## Directions for this task
Return each entry word for word. Leave the images out.

——————

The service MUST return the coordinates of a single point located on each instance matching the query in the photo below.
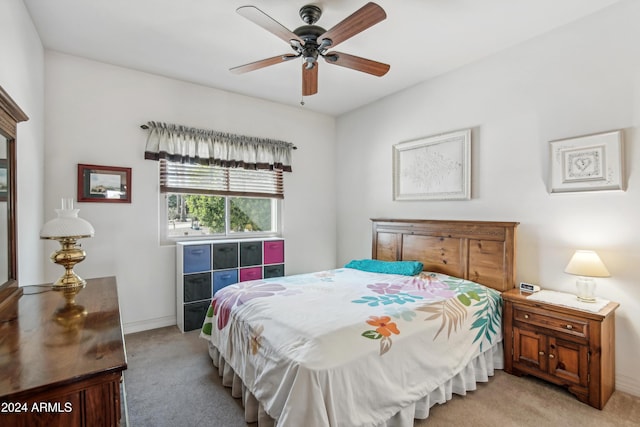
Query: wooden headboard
(481, 251)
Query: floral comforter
(346, 347)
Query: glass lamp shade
(67, 224)
(586, 265)
(67, 228)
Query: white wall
(581, 79)
(22, 77)
(94, 113)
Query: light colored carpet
(170, 381)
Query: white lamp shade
(67, 224)
(587, 264)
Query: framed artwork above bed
(433, 168)
(587, 163)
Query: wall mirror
(10, 116)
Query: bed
(364, 347)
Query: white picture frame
(587, 163)
(433, 168)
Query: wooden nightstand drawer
(568, 325)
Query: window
(202, 201)
(215, 183)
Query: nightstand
(566, 346)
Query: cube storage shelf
(205, 267)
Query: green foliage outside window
(246, 214)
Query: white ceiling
(199, 40)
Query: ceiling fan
(310, 42)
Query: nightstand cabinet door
(569, 361)
(529, 350)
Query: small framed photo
(433, 168)
(587, 163)
(107, 184)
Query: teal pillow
(406, 268)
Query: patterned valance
(183, 144)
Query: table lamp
(586, 265)
(67, 228)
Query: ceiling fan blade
(309, 79)
(257, 16)
(357, 63)
(262, 63)
(363, 18)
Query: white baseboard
(628, 385)
(145, 325)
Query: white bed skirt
(478, 370)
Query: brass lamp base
(68, 256)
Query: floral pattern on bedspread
(314, 333)
(451, 311)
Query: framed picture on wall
(107, 184)
(433, 168)
(587, 163)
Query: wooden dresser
(566, 346)
(62, 372)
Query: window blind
(216, 180)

——————

## Answer space
The service MUST return the coordinates of a single point located on each instance matching the query in the photo below.
Query: wooden headboard
(481, 251)
Query: floral comforter
(346, 347)
Query: glass lamp shade
(67, 224)
(586, 265)
(67, 228)
Query: white wall
(581, 79)
(22, 77)
(94, 113)
Query: light colored carpet
(170, 381)
Query: white lamp shade
(67, 224)
(587, 264)
Query: framed artwork above bed
(433, 168)
(587, 163)
Query: wall mirror
(10, 116)
Query: bed
(364, 347)
Query: white picture frame
(587, 163)
(433, 168)
Query: wooden nightstand drawer
(568, 325)
Query: window
(202, 201)
(215, 183)
Query: nightstand
(566, 346)
Query: cube storage shelf
(205, 267)
Query: green foliage outside window
(246, 214)
Query: white ceiling
(199, 40)
Query: ceiling fan
(310, 42)
Query: nightstand cabinet door
(569, 361)
(529, 350)
Query: small framed photo
(433, 168)
(587, 163)
(107, 184)
Query: teal pillow
(406, 268)
Query: patterned valance
(183, 144)
Query: table lamp
(586, 265)
(67, 228)
Query: ceiling fan blade
(309, 79)
(257, 16)
(357, 63)
(262, 63)
(363, 18)
Query: white baseboard
(628, 385)
(145, 325)
Query: white bed skirt
(478, 370)
Query: brass lamp base
(68, 256)
Query: floral pattern on bedspread
(314, 333)
(451, 311)
Query: framed picture on wall
(107, 184)
(433, 168)
(587, 163)
Query: wooden dresser
(566, 346)
(62, 372)
Query: window blind
(216, 180)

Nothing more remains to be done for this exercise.